**RECORDS SUPPLIED**
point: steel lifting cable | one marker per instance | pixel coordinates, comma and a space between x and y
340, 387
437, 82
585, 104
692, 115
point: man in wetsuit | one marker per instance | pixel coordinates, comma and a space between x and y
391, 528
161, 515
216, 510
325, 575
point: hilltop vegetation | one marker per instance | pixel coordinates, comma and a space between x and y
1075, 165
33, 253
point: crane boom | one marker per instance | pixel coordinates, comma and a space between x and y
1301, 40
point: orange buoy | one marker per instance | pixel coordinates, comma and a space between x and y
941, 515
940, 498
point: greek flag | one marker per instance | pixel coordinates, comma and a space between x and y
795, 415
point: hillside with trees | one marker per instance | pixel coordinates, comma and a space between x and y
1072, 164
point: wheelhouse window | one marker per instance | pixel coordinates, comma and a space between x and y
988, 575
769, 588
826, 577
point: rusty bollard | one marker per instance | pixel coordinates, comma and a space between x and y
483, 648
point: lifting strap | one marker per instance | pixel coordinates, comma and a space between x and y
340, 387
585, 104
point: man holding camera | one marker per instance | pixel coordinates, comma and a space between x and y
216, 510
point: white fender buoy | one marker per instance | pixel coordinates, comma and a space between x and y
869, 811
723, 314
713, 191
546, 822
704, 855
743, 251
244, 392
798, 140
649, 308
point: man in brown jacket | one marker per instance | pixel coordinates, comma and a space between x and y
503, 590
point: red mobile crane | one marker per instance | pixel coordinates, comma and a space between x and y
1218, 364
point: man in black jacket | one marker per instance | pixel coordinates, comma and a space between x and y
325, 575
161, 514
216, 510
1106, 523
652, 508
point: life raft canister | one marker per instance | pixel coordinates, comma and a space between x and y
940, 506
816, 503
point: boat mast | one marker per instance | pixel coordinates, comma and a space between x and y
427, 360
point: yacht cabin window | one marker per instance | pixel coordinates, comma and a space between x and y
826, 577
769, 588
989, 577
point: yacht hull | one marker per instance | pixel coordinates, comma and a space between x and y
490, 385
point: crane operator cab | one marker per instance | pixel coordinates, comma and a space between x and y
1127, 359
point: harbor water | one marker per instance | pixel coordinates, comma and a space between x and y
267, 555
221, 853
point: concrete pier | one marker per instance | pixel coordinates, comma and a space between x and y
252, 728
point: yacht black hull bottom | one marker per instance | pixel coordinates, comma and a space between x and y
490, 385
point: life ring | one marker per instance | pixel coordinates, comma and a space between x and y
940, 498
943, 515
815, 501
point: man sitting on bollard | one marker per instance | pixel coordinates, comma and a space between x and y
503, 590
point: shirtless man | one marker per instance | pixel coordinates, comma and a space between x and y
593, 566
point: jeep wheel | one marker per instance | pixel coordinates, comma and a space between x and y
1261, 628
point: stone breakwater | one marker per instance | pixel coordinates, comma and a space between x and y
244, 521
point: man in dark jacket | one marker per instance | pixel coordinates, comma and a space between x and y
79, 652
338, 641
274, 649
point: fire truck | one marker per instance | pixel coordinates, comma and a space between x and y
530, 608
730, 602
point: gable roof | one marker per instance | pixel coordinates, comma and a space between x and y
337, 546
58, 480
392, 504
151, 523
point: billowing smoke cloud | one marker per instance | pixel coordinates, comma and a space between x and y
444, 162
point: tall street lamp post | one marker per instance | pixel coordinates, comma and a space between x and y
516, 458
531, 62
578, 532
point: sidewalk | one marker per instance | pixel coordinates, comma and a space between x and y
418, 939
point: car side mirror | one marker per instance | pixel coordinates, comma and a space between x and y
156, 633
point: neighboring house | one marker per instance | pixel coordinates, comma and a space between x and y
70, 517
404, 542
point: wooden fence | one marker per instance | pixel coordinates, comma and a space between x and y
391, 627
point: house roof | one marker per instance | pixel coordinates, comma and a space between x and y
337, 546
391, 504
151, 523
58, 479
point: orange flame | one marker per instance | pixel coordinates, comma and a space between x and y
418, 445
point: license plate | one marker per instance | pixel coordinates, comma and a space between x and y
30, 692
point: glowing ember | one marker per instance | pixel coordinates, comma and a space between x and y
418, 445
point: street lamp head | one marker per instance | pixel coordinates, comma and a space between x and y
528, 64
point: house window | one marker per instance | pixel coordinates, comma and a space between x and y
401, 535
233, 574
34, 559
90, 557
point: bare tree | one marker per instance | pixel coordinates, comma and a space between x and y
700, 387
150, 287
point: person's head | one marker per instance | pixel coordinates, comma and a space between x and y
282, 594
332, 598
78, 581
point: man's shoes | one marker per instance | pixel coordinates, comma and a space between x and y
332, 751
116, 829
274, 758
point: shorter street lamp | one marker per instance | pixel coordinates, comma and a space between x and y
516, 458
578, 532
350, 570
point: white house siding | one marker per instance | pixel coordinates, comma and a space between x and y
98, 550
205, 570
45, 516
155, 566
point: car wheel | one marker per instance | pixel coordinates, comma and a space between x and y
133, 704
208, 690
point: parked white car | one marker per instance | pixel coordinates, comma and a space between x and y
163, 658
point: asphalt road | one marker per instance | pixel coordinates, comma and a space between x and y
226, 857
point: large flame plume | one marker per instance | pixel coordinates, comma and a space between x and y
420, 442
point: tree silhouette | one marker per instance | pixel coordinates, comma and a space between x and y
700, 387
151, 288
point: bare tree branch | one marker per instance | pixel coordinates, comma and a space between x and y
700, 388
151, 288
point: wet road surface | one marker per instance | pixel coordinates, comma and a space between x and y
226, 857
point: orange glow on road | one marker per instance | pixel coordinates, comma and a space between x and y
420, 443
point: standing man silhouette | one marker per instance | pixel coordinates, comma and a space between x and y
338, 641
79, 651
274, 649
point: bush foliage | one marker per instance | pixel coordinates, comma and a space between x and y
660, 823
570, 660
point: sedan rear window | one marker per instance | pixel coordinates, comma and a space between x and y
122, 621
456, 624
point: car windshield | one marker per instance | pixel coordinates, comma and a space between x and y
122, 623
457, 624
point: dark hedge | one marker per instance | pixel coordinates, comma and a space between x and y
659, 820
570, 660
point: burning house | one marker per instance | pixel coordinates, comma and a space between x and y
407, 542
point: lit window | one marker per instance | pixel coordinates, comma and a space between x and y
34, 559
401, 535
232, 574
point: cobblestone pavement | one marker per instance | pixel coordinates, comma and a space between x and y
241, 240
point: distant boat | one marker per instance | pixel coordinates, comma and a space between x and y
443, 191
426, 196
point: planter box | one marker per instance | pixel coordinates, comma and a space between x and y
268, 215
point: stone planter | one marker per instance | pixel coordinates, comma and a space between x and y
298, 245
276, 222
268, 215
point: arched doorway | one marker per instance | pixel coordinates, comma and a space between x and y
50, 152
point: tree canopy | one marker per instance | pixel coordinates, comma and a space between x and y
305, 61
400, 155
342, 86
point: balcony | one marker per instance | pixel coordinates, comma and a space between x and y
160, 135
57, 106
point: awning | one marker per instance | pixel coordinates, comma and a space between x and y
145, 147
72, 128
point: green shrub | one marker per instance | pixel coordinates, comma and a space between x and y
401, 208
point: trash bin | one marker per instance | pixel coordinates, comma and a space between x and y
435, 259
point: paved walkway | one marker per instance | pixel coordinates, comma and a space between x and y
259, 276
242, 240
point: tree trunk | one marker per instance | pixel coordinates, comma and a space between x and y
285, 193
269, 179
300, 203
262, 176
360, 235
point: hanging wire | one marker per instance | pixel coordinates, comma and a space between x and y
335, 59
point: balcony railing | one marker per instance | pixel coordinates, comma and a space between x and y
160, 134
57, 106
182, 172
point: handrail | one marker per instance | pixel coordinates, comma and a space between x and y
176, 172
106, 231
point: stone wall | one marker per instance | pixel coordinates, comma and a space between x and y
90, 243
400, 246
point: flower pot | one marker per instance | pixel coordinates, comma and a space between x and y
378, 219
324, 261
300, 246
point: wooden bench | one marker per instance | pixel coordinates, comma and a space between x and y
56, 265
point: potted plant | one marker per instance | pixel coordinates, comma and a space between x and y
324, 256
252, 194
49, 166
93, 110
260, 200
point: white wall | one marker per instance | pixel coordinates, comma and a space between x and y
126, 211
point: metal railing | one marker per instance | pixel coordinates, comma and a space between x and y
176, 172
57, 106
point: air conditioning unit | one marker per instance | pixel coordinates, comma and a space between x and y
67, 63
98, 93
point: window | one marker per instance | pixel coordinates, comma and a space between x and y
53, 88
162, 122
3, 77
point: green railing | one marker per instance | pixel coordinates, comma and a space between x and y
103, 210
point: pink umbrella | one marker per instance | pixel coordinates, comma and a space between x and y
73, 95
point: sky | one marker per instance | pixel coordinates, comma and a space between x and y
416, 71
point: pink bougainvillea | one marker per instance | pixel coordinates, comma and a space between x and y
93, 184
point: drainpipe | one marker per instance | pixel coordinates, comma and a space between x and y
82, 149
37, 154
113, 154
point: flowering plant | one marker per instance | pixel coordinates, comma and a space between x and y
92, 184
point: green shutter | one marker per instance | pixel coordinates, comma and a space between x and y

**DIRECTIONS FOR THIS TASK**
In the entries above, find the line containing "point: flower pot". Set down that line and every line after it through the last one, exactly and alone.

**CORRECT ANSWER**
point: flower pot | one marker per instance | pixel coordinates, comma and a space between x and y
378, 219
324, 261
300, 246
point: wooden bench | one marker per instance | pixel coordinates, comma and a space between x and y
56, 265
point: potted plant | one marker per instance | pixel coordinates, comma and a space between x and y
324, 256
252, 194
49, 166
93, 110
260, 200
point: white wall | one marker per instance | pixel coordinates, comma and a space between x and y
126, 211
point: metal railing | one marker per instance | pixel coordinates, comma and a space between x and y
176, 172
57, 106
point: air conditioning unit | one marker per instance | pixel coordinates, comma and a space between x and y
67, 63
98, 93
point: window | one marker per instance | pixel coordinates, comma and a space between x and y
53, 88
162, 122
3, 77
point: green railing | one marker per instance | pixel coordinates, comma and a space between x and y
103, 210
point: pink umbrella | one marker per instance | pixel coordinates, comma and a space between x and y
73, 95
point: sky | one marker per instance | pixel coordinates, comma and a space between x and y
416, 71
point: pink bougainvillea | one marker per instance | pixel coordinates, comma and a space between x and y
93, 184
point: drainpipe | one marker per instance | pixel coordinates, comma and a space between x and y
82, 149
37, 154
113, 154
point: flowering plant | one marker per instance | pixel coordinates, comma and a space between x and y
92, 184
point: green shutter | one marker per instance | pixel coordinates, comma and a space between x and y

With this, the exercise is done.